▶ [TASK DIRECTIONS]: Taking the line containing "the horizon, which" as the first and the last line of the entries as the end, reproduce every line between them exactly, including both.

▶ [INFORMATION SHOWN]:
================

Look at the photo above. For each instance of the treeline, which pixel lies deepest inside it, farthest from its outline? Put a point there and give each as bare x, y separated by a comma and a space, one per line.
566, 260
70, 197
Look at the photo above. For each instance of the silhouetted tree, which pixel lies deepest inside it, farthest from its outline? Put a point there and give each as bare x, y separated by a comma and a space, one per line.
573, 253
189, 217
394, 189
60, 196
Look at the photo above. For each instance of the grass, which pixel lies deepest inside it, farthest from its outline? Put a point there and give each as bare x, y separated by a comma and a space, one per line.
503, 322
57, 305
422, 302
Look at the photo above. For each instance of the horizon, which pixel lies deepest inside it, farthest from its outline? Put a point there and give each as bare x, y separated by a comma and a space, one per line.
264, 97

================

▶ [YOUR SOLUTION]:
Look at the photo above. For each instance of the horizon, which pixel lies deepest inside it, farthest from its outline? Put a point there and give each as bare x, y separated by a comma and a space, one per line.
264, 97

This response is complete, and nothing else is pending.